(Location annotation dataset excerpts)
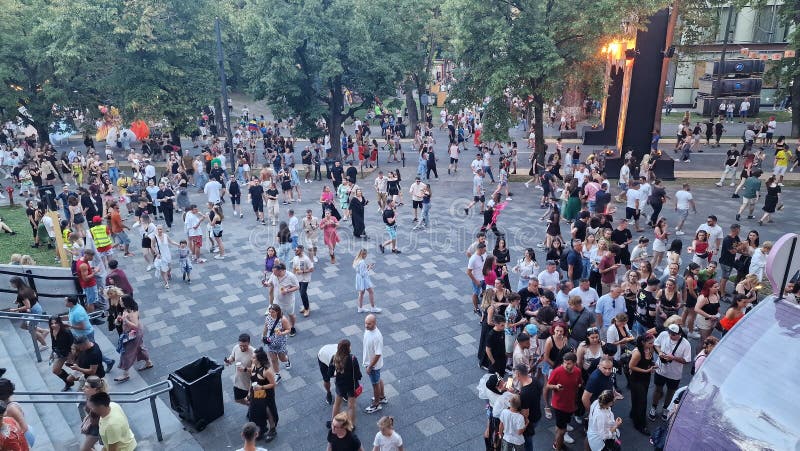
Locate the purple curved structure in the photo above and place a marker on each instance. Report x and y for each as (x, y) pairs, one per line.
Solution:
(746, 394)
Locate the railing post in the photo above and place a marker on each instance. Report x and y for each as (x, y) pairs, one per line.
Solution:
(32, 329)
(155, 418)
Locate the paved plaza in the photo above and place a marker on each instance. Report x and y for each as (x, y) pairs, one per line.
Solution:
(427, 322)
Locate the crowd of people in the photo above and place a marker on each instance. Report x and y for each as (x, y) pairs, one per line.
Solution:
(603, 304)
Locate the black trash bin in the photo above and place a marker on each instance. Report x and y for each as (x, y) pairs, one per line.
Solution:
(196, 393)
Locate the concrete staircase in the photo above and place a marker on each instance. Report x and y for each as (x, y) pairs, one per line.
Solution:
(62, 430)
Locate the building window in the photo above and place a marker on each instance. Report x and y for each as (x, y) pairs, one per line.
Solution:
(767, 26)
(722, 14)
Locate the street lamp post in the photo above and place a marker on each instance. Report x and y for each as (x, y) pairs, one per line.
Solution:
(223, 80)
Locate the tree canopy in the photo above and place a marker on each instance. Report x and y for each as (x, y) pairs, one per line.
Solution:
(529, 48)
(151, 59)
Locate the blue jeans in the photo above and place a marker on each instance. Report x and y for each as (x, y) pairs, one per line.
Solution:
(488, 171)
(638, 328)
(201, 179)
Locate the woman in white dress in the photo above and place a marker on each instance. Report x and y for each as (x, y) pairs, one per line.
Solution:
(602, 424)
(163, 257)
(364, 282)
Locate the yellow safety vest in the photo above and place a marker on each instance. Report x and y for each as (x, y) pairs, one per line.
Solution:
(101, 238)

REQUIRED TASK:
Starting at the line that contains "Locate the paved", retype each line through the end of the listing above and nothing else.

RESULT BELOW:
Locate the paved plaza in the photo above and place a marker on each instance. Report x and y for each as (x, y) pairs, one per line.
Solution:
(427, 322)
Locate the crowd of people in the photo above and place a marker on each instance. Report x and y for each as (x, y) pairs, one per line.
Solution:
(603, 304)
Locate the black trash bin in the photo above and place a marker on each instance. Report x and y for each as (x, y) pairs, one per line.
Solution:
(196, 393)
Locate the concrete staircase in the photo above and place a marker on each instance. Report x and y for each as (x, y) pairs, one per line.
Solution:
(62, 430)
Locate the building window in the photo above and place a marker on each instance. Report x and y for each as (x, y) pairs, one per line.
Solution:
(767, 26)
(722, 14)
Locate the street lamp post in the photo above and place a marker on each instance. Report x and y for each as (x, y) pairs, one per line.
Solution:
(223, 80)
Locate the tree canopy in the photo above and place a marker on each instance. Report x and y for each as (x, y) pairs, one per line.
Solution:
(529, 48)
(151, 59)
Locate the blue jeans in the photo above and place a marker on each instance. Report x and y for each as (x, y) pairs, one per line.
Solution:
(488, 171)
(638, 328)
(201, 179)
Locate the woman in white dress in the photo above and place a marker on each instance. Report x and y for each as (x, y) pairs, one per line.
Solution:
(602, 424)
(163, 257)
(364, 282)
Locate the yellow safety vest in the photo above and place a marker on each instance. Report x and y for each as (x, y) pairs, one per line.
Solution:
(101, 238)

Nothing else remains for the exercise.